The idea of “mushroom data storage” may sound like science fiction — but researchers are now exploring how fungi might be used to store and process data. Recent studies show that edible mushrooms like Lentinula edodes (shiitake) and other fungi can act as organic memory devices with memristive (memory-resistor) behaviour
In this article we explain what this research is, why it matters, how it works (so far), and what challenges lie ahead for mushroom-based computing.
What the Research Finds
- Scientists at The Ohio State University discovered that edible mushrooms can be grown and then dehydrated, wired into circuits, and used as organic memory devices (memristors) that retain “past electrical state” information.
- These fungal memory devices were shown to switch between electrical states at up to ~5,850 signals per second with about 90% accuracy in tests. ScienceDaily
- The mushrooms were able to mimic some behaviours of semiconductor-based chips: storing information, changing conductivity/resistance based on past currents, and behaving like components in neuromorphic or “brain-inspired” computing systems.
- Researchers highlight other advantages: mushrooms are biodegradable, potentially low-cost, and require fewer rare-earth minerals compared to conventional semiconductors.
Why This Matters
- Sustainability: Traditional computing hardware relies heavily on rare-earth materials, intensive fabrication, and energy consumption. If fungi can serve as memory components, that could reduce environmental impact.
- Novel computing paradigms: The memristive behaviour of mushrooms aligns with neuromorphic computing — architectures which behave more like brains (i.e., learning, adapting) rather than standard digital logic. This could open new directions in AI, edge computing, low-power devices.
- Resilience & adaptability: Fungi are known to survive in extreme environments, suggesting potential for rugged bio-electronics applications (e.g., space, harsh climates) where conventional chips may fail.
How Does It Work? (In Brief)
- Researchers grow fungal material (mushrooms, mycelium) under controlled conditions.
- The material is then dehydrated to stabilize it and wired into circuits: probes connect to different parts of the mushroom because different areas have different electrical characteristics.
- Electrical signals (voltages, various frequencies) are applied, and the mushroom’s resistance or conductivity changes based on the history of that applied voltage — that is the memristor behaviour.
..........
Aim:
Extend the article on mushroom-based memory devices, carrying on from its final line.
..........
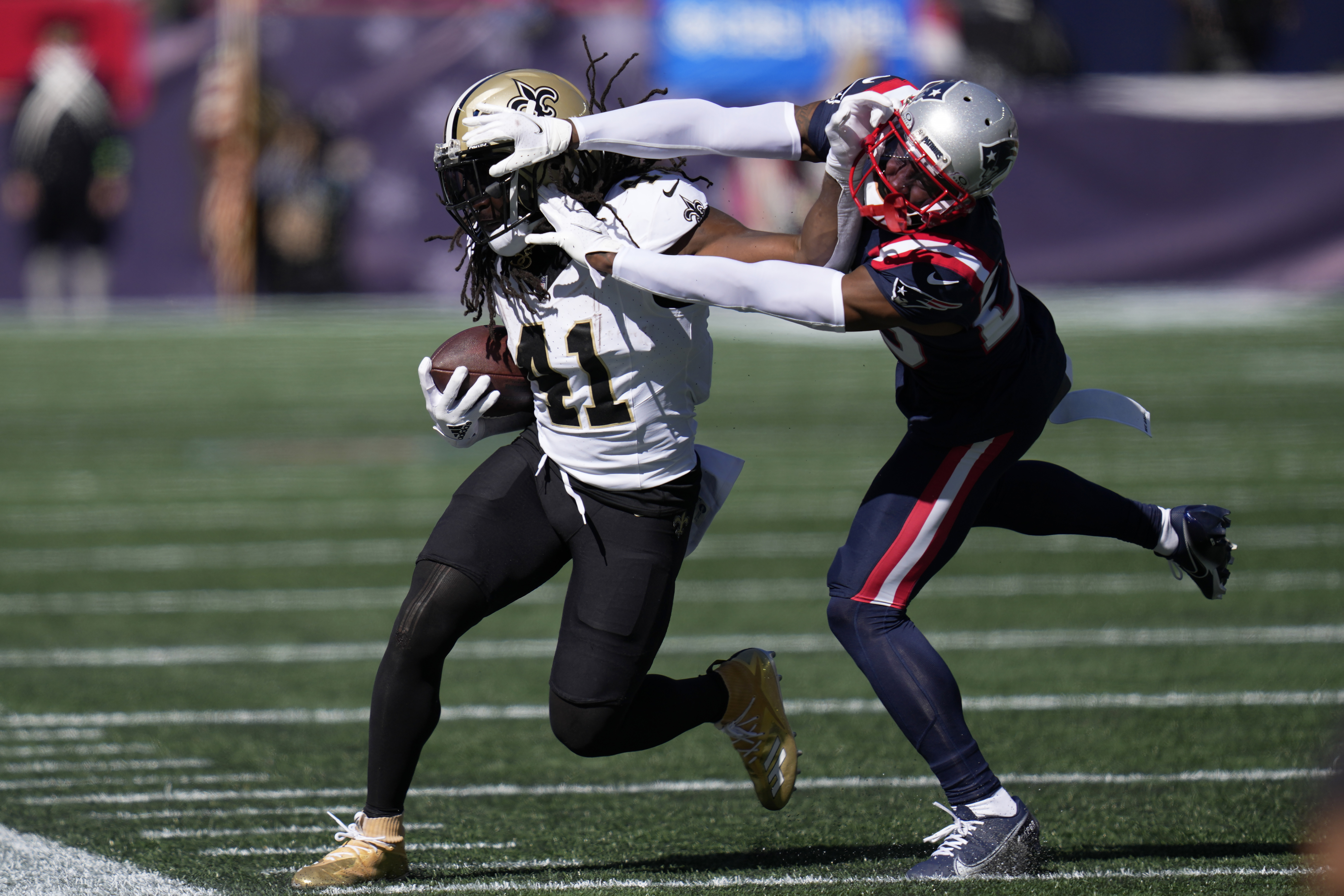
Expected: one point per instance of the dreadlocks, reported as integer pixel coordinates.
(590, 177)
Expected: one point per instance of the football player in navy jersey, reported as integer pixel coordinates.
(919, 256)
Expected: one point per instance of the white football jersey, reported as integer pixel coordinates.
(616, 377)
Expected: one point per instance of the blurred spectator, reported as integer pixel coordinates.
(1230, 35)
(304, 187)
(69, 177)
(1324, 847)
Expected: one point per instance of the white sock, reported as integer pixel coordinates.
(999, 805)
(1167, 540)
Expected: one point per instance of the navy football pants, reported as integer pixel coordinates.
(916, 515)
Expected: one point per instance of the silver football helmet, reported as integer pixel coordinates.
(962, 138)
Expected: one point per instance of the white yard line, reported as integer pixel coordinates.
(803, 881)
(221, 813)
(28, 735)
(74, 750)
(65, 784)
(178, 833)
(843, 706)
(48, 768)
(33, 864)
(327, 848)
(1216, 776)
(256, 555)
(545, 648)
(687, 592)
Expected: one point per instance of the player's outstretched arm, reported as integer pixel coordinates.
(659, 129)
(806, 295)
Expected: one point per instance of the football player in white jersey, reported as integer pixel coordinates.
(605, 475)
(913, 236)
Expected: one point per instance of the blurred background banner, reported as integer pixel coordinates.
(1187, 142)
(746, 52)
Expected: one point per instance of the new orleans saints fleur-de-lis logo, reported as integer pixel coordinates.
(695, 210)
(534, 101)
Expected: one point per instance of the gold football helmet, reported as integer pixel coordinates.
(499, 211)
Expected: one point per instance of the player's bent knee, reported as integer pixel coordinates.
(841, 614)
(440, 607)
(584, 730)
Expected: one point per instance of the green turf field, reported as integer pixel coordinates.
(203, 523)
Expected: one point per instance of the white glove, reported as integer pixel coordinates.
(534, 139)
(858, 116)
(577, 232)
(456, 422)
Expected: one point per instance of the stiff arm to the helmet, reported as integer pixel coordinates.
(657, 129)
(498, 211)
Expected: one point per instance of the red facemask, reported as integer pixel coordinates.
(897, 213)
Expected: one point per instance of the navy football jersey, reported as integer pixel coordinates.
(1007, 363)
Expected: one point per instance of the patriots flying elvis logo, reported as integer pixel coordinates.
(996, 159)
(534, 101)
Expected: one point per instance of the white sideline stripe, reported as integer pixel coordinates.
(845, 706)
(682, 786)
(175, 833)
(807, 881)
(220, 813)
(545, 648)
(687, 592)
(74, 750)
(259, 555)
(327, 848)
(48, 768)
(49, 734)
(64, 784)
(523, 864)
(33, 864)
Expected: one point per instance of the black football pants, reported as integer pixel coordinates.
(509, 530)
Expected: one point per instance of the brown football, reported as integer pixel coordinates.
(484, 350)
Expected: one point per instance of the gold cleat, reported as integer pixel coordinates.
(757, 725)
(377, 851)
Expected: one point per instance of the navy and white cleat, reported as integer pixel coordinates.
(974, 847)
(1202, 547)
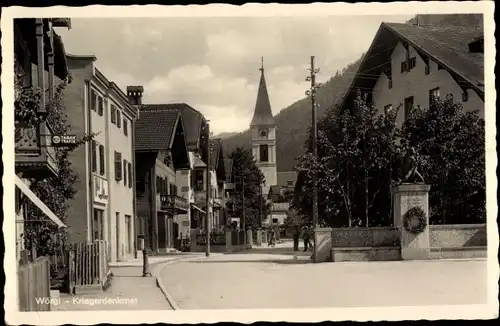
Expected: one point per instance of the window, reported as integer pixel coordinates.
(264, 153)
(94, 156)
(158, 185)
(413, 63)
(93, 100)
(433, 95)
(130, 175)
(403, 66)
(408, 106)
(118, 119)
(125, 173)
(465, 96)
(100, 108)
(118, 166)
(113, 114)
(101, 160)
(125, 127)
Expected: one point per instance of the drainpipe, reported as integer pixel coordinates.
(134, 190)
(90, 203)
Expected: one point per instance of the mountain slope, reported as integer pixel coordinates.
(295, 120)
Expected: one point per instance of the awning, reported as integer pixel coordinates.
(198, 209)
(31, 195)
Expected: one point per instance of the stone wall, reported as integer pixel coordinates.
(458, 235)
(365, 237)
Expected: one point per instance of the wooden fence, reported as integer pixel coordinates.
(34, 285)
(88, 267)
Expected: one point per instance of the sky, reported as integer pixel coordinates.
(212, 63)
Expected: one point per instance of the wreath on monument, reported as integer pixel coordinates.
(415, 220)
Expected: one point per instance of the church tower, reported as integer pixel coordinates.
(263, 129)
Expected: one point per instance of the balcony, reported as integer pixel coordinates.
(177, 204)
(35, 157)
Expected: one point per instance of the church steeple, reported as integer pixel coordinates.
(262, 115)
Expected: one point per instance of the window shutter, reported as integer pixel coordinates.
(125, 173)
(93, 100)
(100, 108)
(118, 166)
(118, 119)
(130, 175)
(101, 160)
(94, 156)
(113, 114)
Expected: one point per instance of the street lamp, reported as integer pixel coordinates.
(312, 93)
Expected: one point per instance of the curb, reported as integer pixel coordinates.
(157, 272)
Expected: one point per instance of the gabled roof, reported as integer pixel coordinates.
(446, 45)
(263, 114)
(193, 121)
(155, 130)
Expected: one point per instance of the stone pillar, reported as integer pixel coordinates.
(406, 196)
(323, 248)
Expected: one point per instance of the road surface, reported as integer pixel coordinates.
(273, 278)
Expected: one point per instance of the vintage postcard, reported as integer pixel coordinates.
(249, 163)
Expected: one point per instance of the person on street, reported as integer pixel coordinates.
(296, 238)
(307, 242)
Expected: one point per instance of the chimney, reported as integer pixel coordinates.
..........
Solved problem:
- The switching between states can be used to store memory (like “1” and “0”) or modulate signals, though current speeds and densities are far lower than commercial chips.
Limitations & What to Watch
- Performance gap: Though ~5,850 state changes per second with ~90% accuracy is promising, it’s still far behind the speed, density and reliability of modern silicon memory chips.
- Miniaturization & integration: The fungal devices in experiments are relatively large and not yet integrated into full computing systems. Scaling down and integrating into chips remains a challenge.
- Durability & stability: While dehydration helps, long‐term reliability, stability under varying temperatures/humidity, and degradation issues need further study.
- Manufacturing & standardization: Growing and wiring mushrooms for electronics is fundamentally different from semiconductor manufacturing; standard processes, quality control, and mass manufacture are unproven.
- Practical use cases: It remains to be seen which applications will first adopt fungal memory — likely niche, specialized uses rather than mainstream storage.
Potential Applications
- Edge devices or sensors that require low-power memory and can sacrifice speed/density for sustainability.
- Bio-electronics, neuromorphic systems, hardware that mimics brain-like response rather than pure digital logic.
- Environments where biodegradability or unusual resilience are beneficial (e.g., environmental sensors, remote/hazardous settings).
- Experimental computing, academic research, novel architectures rather than replacing mainstream DRAM/Flash in the near term.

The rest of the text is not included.